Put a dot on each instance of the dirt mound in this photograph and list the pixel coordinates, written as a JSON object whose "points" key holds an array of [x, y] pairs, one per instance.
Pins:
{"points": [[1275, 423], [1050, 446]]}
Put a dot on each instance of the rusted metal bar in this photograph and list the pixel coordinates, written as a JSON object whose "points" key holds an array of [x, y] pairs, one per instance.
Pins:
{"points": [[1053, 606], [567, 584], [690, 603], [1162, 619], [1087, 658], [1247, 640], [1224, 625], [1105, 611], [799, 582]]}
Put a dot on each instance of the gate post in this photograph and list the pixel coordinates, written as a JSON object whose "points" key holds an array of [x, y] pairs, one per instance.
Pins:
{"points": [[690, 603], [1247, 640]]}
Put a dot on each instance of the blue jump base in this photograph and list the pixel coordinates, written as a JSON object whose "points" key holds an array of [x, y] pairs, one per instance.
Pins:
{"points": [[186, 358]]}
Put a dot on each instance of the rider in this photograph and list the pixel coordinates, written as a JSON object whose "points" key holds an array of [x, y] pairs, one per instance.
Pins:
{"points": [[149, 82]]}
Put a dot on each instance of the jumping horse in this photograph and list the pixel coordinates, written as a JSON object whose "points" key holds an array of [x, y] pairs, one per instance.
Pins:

....................

▸ **OPDRACHT**
Herhaal de hele lijst hierboven woord voor woord, van de eerste tot en met de laatste regel.

▸ **UITGEVOERDE OPDRACHT**
Put a dot on each instance of the dirt mound in this photograph and list the pixel coordinates, written as a JSON object whose "points" key holds an array of [x, y] pairs, one per instance.
Pins:
{"points": [[1275, 423], [1050, 446]]}
Put a dot on each instance of the rusted metal bar in this photograph and list the pixel coordinates, written as a JSON object whose "points" key holds an array of [x, y] pairs, one per instance.
Pins:
{"points": [[1053, 606], [567, 584], [690, 603], [1162, 619], [1087, 658], [1247, 640], [1224, 625], [1105, 611], [799, 582]]}
Put a dot on each instance of the gate post in this photograph and list the pixel coordinates, written as a JSON object whose "points" key holds an array of [x, y] pairs, one per instance.
Pins:
{"points": [[690, 603], [1247, 640]]}
Put a dot on each instance of the blue jump base in this photograph and list the pixel coordinates, written as a JSON object whose "points" key holds an array of [x, y] pairs, one per instance.
Pins:
{"points": [[186, 358]]}
Put a dot on each instance of the rider in this photograph and list the pixel coordinates, written as a JSON object whose "points" key holds an array of [x, y] pairs, one per instance.
Pins:
{"points": [[149, 82]]}
Put a dot on each instance of the jumping horse in this photograph and list the pixel coordinates, written as a JSON object whose "points" key holds an array of [x, y] pairs, one per instance.
Pins:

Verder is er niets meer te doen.